» What this task involves
Reproduce in full and without any changes the excerpt below on the unassigned Distance Geometry Problem.

» Excerpt provided
★ ★ ★ ★

In general, in the context of molecular conformations, it is considered that the graph G is known a priori, but the information that is actually given by NMR experiments and PDF methods consists of a list of distance values that are only subsequently assigned to atom pairs [7].

In other words, while the distance is given, we do not know the two vertices having such a distance. That is, the associated graph is actually unknown and the only input is a vertex set and a list of distance values. This is the unassigned Distance Geometry Problem (uDGP), which has received much less attention than the aDGP [4, 6].

The formal definition of the uDGP is the following (since \(\delta _{i,j}=\delta _{j,i}\), we will write \(\{i,j\}\) instead of (ij)):

Definition 2

Given a set of vertices V and a list of associated distance values \( d_{1},\ldots ,d_{m}\), find an injective function \(g:\{1,\ldots ,m\}\rightarrow V\times V\) and a function \(x:V\rightarrow {\mathbb {R}}^{3}\) such that, \( \forall \{i,j\}\in g(\{1,\ldots ,m\})\),

$$\begin{aligned} \delta _{i,j}=d_{g^{-1}(\{i,j\})}\text { } \end{aligned}$$
(2)

★ ★ ★ ★

» Items

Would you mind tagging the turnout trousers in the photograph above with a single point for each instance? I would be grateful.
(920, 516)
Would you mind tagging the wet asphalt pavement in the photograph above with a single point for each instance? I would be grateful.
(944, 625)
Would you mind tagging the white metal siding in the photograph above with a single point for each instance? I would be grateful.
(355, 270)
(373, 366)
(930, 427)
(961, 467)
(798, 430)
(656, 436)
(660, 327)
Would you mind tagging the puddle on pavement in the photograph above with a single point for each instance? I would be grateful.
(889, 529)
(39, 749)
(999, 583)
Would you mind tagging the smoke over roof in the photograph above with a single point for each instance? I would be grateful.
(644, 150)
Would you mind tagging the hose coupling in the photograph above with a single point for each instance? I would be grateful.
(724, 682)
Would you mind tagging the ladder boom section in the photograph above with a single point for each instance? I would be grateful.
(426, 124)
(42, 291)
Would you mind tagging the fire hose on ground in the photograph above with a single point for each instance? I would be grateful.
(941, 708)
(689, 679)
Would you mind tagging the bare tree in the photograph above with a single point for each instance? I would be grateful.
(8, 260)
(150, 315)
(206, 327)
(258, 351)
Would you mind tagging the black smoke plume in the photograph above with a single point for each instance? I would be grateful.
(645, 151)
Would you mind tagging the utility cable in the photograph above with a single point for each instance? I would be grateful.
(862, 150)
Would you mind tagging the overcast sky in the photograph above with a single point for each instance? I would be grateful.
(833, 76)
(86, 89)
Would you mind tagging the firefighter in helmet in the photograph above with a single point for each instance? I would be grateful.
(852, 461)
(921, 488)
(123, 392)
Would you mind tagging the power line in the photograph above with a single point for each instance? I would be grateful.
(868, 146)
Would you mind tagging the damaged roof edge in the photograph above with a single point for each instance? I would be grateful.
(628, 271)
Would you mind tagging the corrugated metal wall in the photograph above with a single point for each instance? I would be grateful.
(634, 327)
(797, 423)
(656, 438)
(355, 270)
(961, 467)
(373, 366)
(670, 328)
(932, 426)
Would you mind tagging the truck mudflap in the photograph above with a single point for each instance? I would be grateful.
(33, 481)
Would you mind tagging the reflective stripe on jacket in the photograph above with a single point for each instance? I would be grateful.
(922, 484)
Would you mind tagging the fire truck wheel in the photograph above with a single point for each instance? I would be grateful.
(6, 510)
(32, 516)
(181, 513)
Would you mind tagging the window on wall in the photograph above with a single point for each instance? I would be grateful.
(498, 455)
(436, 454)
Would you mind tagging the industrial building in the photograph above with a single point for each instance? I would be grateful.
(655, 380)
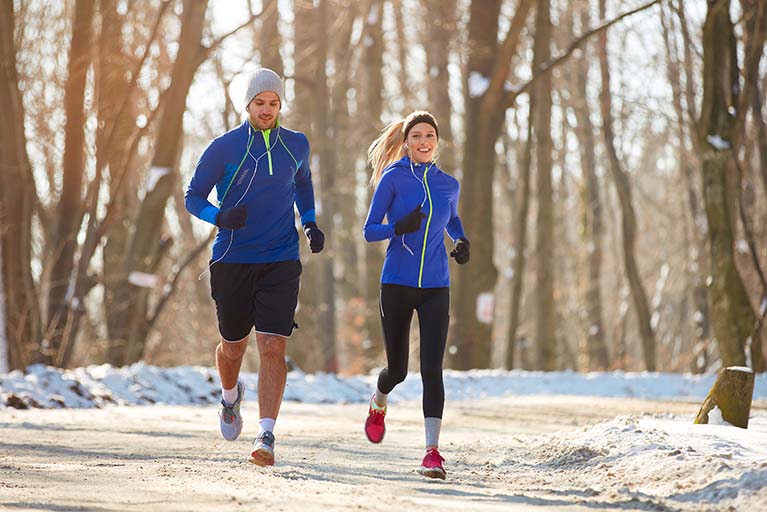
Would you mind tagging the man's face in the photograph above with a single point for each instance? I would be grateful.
(263, 110)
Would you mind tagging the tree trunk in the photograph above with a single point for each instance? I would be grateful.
(545, 320)
(732, 316)
(270, 38)
(112, 91)
(372, 105)
(346, 245)
(628, 217)
(469, 341)
(596, 346)
(307, 352)
(732, 394)
(694, 269)
(439, 30)
(326, 298)
(69, 209)
(519, 236)
(146, 246)
(20, 305)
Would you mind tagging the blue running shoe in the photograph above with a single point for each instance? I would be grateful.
(263, 449)
(231, 419)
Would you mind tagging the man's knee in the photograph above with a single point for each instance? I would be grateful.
(272, 347)
(233, 350)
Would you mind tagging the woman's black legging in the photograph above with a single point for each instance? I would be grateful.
(433, 307)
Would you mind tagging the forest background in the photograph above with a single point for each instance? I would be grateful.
(612, 158)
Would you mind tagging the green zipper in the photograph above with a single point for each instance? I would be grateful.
(426, 232)
(268, 152)
(236, 172)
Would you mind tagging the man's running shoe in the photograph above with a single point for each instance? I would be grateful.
(375, 428)
(432, 465)
(263, 449)
(231, 419)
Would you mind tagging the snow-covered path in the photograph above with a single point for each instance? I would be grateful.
(511, 453)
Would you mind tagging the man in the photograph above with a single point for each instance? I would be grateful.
(260, 169)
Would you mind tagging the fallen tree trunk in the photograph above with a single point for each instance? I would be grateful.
(731, 393)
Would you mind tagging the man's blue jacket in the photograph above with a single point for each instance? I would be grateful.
(267, 172)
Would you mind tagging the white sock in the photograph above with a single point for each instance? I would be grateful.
(433, 426)
(267, 424)
(230, 395)
(381, 398)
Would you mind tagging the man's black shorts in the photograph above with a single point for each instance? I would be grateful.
(263, 295)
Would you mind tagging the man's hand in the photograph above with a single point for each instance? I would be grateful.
(232, 218)
(461, 251)
(315, 236)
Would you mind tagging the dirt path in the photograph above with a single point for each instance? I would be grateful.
(172, 458)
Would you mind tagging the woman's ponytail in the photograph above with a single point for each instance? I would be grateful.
(386, 149)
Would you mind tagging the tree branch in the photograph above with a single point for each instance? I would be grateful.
(171, 287)
(511, 97)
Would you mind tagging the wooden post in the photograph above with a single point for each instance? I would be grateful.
(732, 393)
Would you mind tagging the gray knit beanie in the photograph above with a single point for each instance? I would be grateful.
(261, 80)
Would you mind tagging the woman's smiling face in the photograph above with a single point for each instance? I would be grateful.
(422, 143)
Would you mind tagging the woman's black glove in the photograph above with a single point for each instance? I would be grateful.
(461, 251)
(410, 223)
(315, 236)
(232, 218)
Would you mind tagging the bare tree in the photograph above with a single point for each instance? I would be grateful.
(628, 215)
(371, 107)
(596, 346)
(68, 211)
(147, 246)
(545, 321)
(21, 312)
(519, 236)
(732, 316)
(485, 98)
(270, 38)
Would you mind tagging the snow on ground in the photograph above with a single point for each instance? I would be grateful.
(655, 459)
(141, 384)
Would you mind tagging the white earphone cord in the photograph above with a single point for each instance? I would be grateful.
(255, 170)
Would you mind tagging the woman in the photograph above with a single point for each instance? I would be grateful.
(420, 202)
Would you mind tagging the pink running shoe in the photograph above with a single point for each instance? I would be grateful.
(374, 424)
(432, 465)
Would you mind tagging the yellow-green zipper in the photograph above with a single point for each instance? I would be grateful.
(268, 152)
(426, 232)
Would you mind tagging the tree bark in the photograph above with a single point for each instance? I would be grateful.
(596, 346)
(372, 105)
(545, 310)
(147, 247)
(439, 30)
(694, 269)
(732, 393)
(21, 310)
(69, 209)
(519, 236)
(270, 38)
(470, 339)
(306, 353)
(326, 297)
(628, 217)
(732, 316)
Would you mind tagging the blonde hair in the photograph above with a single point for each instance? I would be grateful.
(389, 146)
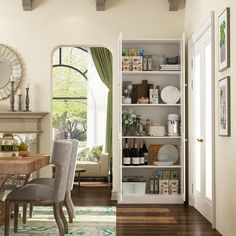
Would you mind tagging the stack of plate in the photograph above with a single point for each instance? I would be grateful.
(167, 155)
(170, 95)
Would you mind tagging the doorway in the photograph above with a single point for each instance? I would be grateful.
(201, 119)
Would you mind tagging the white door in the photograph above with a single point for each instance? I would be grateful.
(201, 134)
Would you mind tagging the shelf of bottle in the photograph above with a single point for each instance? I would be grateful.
(151, 72)
(152, 166)
(151, 105)
(152, 199)
(153, 137)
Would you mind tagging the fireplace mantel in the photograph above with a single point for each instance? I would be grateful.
(21, 122)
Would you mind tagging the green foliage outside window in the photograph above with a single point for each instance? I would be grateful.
(70, 115)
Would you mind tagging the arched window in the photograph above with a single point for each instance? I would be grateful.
(70, 67)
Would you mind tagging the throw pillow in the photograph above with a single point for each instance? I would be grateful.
(90, 154)
(83, 154)
(95, 153)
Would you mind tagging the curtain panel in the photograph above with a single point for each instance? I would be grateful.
(102, 58)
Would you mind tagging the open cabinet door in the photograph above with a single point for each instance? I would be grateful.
(183, 135)
(119, 127)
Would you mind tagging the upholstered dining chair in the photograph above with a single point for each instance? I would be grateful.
(43, 194)
(70, 181)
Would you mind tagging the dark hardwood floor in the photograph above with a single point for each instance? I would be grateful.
(161, 220)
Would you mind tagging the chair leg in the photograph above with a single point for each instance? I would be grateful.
(7, 218)
(56, 211)
(63, 219)
(24, 213)
(16, 215)
(31, 210)
(69, 206)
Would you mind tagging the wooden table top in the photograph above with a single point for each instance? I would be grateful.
(22, 165)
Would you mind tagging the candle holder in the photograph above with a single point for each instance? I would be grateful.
(19, 102)
(27, 100)
(12, 97)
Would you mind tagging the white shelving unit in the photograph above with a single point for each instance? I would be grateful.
(158, 114)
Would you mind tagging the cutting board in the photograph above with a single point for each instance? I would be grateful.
(153, 153)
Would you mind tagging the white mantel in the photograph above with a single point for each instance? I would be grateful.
(27, 123)
(22, 122)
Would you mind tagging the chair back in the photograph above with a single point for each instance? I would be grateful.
(61, 155)
(71, 174)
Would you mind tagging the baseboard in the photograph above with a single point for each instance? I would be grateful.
(114, 196)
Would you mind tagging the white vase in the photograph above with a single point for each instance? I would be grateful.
(126, 100)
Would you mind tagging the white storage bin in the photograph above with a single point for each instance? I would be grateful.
(134, 188)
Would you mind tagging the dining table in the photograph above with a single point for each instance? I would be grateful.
(25, 166)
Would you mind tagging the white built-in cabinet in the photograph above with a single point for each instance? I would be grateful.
(155, 112)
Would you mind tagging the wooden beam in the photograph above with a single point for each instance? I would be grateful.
(173, 5)
(100, 5)
(27, 5)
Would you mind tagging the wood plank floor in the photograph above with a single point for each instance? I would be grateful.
(161, 220)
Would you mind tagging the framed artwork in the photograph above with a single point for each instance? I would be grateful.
(224, 106)
(224, 40)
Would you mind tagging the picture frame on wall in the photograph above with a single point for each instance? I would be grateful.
(224, 40)
(224, 106)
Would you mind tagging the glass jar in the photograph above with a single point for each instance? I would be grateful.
(8, 143)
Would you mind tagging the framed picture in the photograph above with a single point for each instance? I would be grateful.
(224, 106)
(224, 39)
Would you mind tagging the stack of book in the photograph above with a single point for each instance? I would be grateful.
(170, 67)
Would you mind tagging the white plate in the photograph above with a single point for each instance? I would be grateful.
(163, 163)
(168, 153)
(170, 95)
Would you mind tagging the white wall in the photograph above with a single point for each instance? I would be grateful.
(75, 22)
(225, 148)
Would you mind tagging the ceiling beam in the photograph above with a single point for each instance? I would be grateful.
(100, 5)
(173, 5)
(27, 5)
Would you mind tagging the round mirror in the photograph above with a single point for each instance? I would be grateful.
(9, 66)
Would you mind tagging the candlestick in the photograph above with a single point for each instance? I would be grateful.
(27, 99)
(12, 79)
(19, 102)
(19, 92)
(12, 98)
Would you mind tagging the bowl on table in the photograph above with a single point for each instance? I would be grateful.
(24, 153)
(172, 60)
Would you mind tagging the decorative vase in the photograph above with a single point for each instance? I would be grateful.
(126, 100)
(130, 131)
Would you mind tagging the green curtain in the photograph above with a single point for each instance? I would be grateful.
(102, 59)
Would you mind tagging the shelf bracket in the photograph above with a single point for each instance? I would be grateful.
(100, 5)
(27, 5)
(173, 5)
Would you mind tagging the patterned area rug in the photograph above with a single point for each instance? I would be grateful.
(89, 221)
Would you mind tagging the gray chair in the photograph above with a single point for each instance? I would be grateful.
(50, 181)
(40, 194)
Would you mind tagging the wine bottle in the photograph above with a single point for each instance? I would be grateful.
(141, 155)
(145, 152)
(126, 154)
(135, 156)
(151, 184)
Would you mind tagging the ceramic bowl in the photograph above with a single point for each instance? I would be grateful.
(24, 153)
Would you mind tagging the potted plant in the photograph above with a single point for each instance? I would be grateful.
(130, 122)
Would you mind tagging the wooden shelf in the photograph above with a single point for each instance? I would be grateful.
(152, 166)
(151, 105)
(152, 137)
(156, 73)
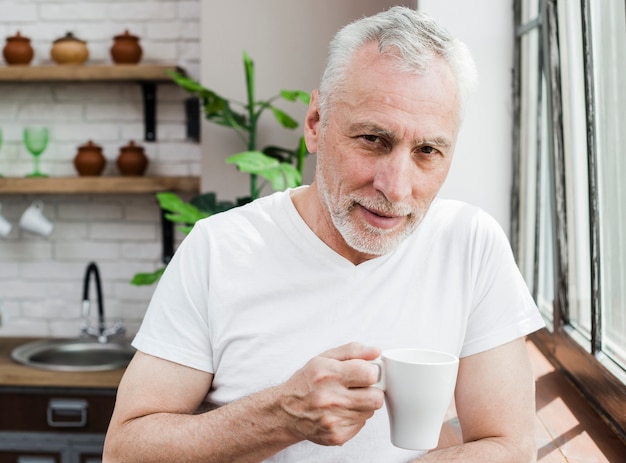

★ ★ ★ ★

» Solution below
In general, in the context of molecular conformations, it is considered that the graph G is known a priori, but the information that is actually given by NMR experiments and PDF methods consists of a list of distance values that are only subsequently assigned to atom pairs [7].

In other words, while the distance is given, we do not know the two vertices having such a distance. That is, the associated graph is actually unknown and the only input is a vertex set and a list of distance values. This is the unassigned Distance Geometry Problem (uDGP), which has received much less attention than the aDGP [4, 6].

The formal definition of the uDGP is the following (since \(\delta _{i,j}=\delta _{j,i}\), we will write \(\{i,j\}\) instead of (ij)):

Definition 2

Given a set of vertices V and a list of associated distance values \( d_{1},\ldots ,d_{m}\), find an injective function \(g:\{1,\ldots ,m\}\rightarrow V\times V\) and a function \(x:V\rightarrow {\mathbb {R}}^{3}\) such that, \( \forall \{i,j\}\in g(\{1,\ldots ,m\})\),

$$\begin{aligned} \delta _{i,j}=d_{g^{-1}(\{i,j\})}\text { } \end{aligned}$$
(2)